_GIVEN DATA_
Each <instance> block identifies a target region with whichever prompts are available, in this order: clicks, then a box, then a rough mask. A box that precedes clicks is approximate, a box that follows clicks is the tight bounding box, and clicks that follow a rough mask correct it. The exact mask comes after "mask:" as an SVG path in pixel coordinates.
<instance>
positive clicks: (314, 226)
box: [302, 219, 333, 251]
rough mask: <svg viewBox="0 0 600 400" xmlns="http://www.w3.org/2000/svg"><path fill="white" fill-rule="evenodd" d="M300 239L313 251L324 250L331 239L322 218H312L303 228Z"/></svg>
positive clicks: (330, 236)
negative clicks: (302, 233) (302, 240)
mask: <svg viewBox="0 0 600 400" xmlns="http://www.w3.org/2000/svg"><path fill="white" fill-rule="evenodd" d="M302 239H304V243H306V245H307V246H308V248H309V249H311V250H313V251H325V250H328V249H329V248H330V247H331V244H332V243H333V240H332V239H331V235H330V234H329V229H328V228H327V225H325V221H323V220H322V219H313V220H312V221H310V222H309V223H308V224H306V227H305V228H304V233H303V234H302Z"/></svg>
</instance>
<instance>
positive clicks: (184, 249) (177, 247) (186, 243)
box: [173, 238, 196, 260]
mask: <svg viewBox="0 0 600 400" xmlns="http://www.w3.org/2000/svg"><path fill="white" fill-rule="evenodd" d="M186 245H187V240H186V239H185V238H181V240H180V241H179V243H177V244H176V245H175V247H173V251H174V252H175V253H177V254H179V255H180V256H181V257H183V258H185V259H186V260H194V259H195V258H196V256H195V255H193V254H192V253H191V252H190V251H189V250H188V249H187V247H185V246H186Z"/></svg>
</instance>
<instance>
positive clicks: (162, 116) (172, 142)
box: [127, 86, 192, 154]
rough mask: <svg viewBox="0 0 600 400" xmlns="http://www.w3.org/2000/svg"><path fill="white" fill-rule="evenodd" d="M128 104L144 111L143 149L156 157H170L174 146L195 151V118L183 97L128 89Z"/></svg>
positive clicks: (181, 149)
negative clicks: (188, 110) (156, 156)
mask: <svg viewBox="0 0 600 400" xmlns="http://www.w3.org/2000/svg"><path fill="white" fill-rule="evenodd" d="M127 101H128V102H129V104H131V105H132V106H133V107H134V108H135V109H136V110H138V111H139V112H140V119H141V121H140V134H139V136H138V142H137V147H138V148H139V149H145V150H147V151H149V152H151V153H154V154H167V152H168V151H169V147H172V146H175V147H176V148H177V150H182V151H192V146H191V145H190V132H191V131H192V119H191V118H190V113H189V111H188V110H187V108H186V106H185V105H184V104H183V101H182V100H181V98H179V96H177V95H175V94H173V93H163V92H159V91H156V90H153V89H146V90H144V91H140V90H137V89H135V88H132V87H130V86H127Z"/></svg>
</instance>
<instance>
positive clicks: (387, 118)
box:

_TASK TO CARRY OUT_
Report how many lines in the data above contain "rough", without any other words.

_YOUR RESPONSE_
3